Se
fijaron los dioses en Enriqueta Hueso. Dos de ellos, al menos.
En
concreto
Afrodita,
en la mitología griega
la diosa
de la belleza,
el amor, el deseo y la reproducción; y Dioniso, el dios de la fiesta
y la locura, de la exaltación y el desorden.
Las
antítesis estilísticas que representan estos dos dioses, y que
caminan una junto a otra, casi siempre luchando entre sí, solo de
vez en cuando aparecen fundidas, y entonces se produce la delicia de
la existencia de una obra en la que todos gozamos de la pasión.
Las
pinturas son algo muy real. Pero lo que Enriqueta Hueso quiere crear
y transmitir pertenece ya al ámbito de lo divino. Mientras
los colores flotan aún como imagen de la fantasía ante los ojos del
artista, éste continúa jugando con lo real. Cuando el artista
traspasa esa imagen al entendimiento de todos y nos la hace visible,
ya está creando como un dios, como una diosa,
en este caso.

- [Filas extraídas]
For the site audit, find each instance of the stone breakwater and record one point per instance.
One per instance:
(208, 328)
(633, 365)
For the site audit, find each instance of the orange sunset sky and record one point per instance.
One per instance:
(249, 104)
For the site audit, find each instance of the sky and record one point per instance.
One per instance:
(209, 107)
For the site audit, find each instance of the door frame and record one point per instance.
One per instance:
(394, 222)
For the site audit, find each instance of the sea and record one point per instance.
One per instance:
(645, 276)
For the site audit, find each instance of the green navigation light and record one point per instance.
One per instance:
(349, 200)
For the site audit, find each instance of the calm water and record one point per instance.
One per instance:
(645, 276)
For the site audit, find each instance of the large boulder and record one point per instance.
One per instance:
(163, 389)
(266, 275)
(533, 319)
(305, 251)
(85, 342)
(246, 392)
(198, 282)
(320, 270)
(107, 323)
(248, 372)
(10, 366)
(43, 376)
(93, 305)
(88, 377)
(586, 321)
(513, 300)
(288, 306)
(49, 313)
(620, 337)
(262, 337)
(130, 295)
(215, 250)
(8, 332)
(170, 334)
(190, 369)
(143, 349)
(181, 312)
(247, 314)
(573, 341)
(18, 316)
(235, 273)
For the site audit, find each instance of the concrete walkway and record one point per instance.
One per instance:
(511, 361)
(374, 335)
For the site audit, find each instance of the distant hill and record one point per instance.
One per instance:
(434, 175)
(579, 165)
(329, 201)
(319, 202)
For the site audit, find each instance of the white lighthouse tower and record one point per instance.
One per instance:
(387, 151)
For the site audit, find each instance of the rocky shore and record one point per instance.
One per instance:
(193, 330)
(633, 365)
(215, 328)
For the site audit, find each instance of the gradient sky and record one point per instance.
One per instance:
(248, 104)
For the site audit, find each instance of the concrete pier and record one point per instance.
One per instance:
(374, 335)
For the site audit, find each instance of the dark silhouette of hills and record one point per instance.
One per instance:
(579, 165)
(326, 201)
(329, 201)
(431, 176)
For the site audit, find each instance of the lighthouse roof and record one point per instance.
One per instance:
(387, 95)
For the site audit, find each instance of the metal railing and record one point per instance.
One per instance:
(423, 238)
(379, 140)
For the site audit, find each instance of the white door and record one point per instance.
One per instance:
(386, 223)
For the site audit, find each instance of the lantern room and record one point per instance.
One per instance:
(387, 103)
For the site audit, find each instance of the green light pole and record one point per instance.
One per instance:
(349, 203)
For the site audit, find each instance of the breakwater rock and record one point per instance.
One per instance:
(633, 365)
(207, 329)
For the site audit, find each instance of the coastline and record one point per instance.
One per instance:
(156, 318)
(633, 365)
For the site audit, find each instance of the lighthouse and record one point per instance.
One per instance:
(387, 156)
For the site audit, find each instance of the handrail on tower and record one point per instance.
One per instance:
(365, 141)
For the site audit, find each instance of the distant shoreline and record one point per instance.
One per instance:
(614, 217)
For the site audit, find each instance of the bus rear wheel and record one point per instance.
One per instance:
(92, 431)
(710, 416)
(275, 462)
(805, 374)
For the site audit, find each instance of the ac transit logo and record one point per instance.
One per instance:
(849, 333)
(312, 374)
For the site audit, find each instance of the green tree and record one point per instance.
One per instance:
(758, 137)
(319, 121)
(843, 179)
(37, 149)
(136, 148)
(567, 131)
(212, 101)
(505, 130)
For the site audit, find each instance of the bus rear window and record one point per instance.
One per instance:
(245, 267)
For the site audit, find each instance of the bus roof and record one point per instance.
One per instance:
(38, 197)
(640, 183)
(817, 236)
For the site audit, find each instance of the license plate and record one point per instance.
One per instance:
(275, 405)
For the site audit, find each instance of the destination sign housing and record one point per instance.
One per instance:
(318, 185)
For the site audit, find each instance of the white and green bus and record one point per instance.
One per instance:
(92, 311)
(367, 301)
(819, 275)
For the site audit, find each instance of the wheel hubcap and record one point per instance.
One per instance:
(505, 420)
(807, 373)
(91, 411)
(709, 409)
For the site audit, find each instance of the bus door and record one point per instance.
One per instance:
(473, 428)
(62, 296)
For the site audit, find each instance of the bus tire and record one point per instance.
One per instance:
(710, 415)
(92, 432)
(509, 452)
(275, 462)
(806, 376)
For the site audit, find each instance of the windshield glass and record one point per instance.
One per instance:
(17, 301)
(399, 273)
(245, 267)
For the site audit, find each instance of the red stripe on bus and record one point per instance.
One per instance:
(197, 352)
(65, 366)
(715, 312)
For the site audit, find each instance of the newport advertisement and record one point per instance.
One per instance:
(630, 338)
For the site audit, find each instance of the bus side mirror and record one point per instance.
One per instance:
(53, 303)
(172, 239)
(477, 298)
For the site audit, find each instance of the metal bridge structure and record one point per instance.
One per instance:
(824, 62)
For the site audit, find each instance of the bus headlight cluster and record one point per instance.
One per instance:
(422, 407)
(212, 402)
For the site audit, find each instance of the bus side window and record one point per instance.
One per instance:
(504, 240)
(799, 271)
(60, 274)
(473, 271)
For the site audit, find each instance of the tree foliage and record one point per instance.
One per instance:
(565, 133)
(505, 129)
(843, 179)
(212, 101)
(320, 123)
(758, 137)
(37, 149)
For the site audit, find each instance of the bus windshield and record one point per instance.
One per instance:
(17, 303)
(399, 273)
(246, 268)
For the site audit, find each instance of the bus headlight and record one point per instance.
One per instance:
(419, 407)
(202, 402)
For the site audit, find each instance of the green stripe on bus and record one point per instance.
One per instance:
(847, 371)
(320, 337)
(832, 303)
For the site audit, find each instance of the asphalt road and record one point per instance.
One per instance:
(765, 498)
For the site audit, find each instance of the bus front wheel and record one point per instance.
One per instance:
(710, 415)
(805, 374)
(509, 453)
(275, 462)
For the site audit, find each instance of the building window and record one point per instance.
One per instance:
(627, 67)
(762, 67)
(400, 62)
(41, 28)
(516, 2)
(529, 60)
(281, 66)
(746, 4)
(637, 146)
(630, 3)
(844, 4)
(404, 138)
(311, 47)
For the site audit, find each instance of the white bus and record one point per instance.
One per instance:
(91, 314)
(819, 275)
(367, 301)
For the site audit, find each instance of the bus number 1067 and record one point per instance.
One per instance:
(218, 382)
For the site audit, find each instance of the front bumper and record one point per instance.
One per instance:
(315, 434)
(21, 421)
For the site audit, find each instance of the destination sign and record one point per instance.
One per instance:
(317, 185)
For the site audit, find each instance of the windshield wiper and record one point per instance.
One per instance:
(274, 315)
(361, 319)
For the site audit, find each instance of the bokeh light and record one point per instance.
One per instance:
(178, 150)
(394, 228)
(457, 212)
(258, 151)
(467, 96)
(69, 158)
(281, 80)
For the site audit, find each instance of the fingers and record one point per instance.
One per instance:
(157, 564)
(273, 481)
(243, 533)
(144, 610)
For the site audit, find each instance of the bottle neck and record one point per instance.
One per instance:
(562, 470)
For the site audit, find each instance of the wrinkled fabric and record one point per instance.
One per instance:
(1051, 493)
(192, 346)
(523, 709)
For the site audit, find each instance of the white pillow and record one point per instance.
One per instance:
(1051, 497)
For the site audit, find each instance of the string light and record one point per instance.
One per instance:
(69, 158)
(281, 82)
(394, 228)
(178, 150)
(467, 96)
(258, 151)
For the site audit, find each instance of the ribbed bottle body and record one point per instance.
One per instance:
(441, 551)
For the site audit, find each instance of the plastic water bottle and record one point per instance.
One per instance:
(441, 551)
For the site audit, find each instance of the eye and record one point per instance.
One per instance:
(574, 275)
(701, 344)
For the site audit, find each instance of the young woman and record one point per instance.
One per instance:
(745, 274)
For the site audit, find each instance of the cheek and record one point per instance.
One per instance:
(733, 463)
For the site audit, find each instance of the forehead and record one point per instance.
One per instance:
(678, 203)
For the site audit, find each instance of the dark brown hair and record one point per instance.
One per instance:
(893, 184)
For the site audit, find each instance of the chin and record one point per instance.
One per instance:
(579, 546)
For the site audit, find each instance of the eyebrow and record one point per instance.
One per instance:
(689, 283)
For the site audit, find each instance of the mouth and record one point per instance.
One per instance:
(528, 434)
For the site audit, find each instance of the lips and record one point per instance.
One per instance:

- [Lo que se pide] Devuelva íntegro, sin alterar una sola palabra, el texto sobre la pintura de Enriqueta Hueso. Las filas no intervienen en esta tarea.

- [Resultado del ejercicio]
Se
fijaron los dioses en Enriqueta Hueso. Dos de ellos, al menos.
En
concreto
Afrodita,
en la mitología griega
la diosa
de la belleza,
el amor, el deseo y la reproducción; y Dioniso, el dios de la fiesta
y la locura, de la exaltación y el desorden.
Las
antítesis estilísticas que representan estos dos dioses, y que
caminan una junto a otra, casi siempre luchando entre sí, solo de
vez en cuando aparecen fundidas, y entonces se produce la delicia de
la existencia de una obra en la que todos gozamos de la pasión.
Las
pinturas son algo muy real. Pero lo que Enriqueta Hueso quiere crear
y transmitir pertenece ya al ámbito de lo divino. Mientras
los colores flotan aún como imagen de la fantasía ante los ojos del
artista, éste continúa jugando con lo real. Cuando el artista
traspasa esa imagen al entendimiento de todos y nos la hace visible,
ya está creando como un dios, como una diosa,
en este caso.